■ **Task requirements**: Reproduce the imaging function documentation word for word, from "Use the imsmooth" up to and including "such as imsmooth.".

■ **Page extract**:
────────────────

Compute the frequency axis from an image’s header coordinate system information.

Parameters:

imagename (str) –

Returns:

  • ndarray – Frequency axis.

  • str – Frequency axis unit (likely Hz).

calc_common_coverage_range(imagebase)

Calculate the common frequency coverage amongst a set of MSs/EBs. The .sumwt image extension is used from an existing “dirty” cube.

Parameters:

imagebase (str) – Image name without the “.sumwt” extension.

Returns:

  • str – The start frequency in the LSRK frame.

  • int – The number of channels from start at the native spectral resolution.

calc_chunk_freqs(imagebase, nchunks=1)

Divide the spectral axis of an image into continuous chunks in frequency. Returned frequencies specify the channel center frequency.

Parameters:
  • imagebase (str) – Image name base without the “.sumwt” extension.

  • nchunks (int) – Number of contiguous chunks to divide the frequency range into.

Returns:

(str) LSRK frequency of the bin left-edge of the first channel. units: Hz.

(int) Number of channels in the chunk.

Return type:

[[str, int], …]

primary_beam_correct(imagebase)
hanning_smooth_image(imagename, overwrite=True)

Hanning smooth an image. Produces a new file with the extension “.hanning”.

Parameters:
  • filen (str) –

  • overwrite (bool) –

smooth_cube_to_common_beam(imagename, beam=None)

Use the imsmooth task to convert a cube with per-plane beams into one with a single common beam.

Parameters:
  • imagename (str) – Name of the image, including extension such as “.image”.

  • beam (dict) – Gaussian beam parameter dictionary (see imsmooth help).

copy_pb_mask(imagename, pbimage)

Copy primary beam T/F mask back into the image after being removed by a task such as imsmooth.

calc_rms_from_image(imagename, chan_expr=None)

────────────────

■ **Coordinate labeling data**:
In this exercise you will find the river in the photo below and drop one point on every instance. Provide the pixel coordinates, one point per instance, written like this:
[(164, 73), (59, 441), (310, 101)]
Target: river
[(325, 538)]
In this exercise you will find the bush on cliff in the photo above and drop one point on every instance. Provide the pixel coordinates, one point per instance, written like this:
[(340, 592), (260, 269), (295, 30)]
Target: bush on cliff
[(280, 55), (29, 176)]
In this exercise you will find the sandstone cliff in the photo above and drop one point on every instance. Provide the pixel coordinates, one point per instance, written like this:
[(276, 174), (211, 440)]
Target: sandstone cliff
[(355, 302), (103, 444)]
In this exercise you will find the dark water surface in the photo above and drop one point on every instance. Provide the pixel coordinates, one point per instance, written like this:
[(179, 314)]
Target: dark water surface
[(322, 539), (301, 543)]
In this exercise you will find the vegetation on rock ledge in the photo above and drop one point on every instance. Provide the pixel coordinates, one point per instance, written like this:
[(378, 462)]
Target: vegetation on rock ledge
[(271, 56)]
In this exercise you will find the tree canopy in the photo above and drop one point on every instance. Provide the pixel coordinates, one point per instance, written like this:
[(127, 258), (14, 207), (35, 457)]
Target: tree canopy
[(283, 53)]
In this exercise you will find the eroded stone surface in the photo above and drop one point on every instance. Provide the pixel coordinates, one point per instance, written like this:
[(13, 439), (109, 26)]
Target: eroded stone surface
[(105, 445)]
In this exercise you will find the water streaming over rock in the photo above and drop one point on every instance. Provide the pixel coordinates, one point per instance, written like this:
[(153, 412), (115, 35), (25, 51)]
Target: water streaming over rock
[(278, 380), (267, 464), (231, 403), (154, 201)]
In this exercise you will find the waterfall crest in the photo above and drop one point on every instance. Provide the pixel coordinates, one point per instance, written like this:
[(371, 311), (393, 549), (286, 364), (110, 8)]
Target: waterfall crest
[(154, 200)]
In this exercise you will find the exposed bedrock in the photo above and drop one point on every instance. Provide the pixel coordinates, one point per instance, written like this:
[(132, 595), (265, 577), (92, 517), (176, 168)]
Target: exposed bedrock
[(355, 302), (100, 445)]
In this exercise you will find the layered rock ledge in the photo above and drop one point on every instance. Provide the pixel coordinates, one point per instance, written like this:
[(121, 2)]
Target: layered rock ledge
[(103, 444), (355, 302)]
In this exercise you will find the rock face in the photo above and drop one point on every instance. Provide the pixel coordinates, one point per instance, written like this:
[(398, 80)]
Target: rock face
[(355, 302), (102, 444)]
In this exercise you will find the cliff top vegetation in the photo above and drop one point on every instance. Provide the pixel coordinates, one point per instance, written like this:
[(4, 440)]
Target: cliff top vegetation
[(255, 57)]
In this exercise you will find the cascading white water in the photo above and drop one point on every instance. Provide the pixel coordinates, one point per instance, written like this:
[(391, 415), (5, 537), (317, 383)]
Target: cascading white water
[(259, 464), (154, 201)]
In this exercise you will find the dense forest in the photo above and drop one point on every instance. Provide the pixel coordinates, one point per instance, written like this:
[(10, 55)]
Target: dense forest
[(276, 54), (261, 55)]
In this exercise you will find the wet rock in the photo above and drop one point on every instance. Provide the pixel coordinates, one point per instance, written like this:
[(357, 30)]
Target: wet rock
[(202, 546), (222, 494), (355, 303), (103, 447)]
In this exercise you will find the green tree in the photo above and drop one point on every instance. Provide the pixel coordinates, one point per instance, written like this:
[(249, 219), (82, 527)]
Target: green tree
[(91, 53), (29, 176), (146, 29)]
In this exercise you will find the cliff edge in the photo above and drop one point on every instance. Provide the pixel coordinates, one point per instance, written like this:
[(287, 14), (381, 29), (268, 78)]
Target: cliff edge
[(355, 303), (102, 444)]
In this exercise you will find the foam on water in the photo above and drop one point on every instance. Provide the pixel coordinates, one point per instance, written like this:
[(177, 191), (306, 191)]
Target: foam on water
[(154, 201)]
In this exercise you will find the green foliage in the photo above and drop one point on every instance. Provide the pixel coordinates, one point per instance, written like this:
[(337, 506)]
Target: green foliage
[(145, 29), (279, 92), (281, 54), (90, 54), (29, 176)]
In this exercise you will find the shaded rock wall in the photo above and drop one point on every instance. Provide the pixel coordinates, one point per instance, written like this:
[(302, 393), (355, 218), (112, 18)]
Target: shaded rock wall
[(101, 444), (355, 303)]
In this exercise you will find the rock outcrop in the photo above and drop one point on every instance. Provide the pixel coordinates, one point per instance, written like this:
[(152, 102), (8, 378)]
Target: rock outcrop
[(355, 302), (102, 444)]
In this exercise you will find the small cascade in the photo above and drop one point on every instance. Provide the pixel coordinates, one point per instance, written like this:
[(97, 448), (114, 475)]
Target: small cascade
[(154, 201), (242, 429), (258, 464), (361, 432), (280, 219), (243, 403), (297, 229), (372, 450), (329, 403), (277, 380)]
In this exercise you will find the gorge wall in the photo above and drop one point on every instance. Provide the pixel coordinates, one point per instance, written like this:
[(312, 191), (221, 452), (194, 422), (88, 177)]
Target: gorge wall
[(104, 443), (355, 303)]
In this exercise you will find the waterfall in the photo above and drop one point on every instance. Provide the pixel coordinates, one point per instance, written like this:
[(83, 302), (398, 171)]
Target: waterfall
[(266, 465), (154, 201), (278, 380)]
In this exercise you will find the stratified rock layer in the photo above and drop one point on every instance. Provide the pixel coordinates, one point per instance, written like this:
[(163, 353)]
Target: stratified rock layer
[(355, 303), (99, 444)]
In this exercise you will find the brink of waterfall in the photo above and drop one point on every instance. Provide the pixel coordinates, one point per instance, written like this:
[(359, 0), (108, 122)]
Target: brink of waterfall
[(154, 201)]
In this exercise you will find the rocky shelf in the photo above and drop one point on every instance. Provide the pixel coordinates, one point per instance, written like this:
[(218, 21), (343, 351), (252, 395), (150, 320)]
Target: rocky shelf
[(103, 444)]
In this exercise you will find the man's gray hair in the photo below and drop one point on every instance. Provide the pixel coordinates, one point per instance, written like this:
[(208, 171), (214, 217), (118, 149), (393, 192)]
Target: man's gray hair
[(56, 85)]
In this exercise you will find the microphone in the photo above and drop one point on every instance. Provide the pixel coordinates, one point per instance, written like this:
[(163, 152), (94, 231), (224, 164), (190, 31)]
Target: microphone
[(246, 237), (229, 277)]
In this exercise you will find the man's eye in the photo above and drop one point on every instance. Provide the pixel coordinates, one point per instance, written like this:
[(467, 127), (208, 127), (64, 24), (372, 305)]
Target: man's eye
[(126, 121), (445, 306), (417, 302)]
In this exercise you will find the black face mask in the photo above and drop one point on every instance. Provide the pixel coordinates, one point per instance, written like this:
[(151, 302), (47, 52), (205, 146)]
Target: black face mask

────────────────

■ **Finished task**:
Use the imsmooth task to convert a cube with per-plane beams into one with a single common beam.

Parameters:
  • imagename (str) – Name of the image, including extension such as “.image”.

  • beam (dict) – Gaussian beam parameter dictionary (see imsmooth help).

copy_pb_mask(imagename, pbimage)

Copy primary beam T/F mask back into the image after being removed by a task such as imsmooth.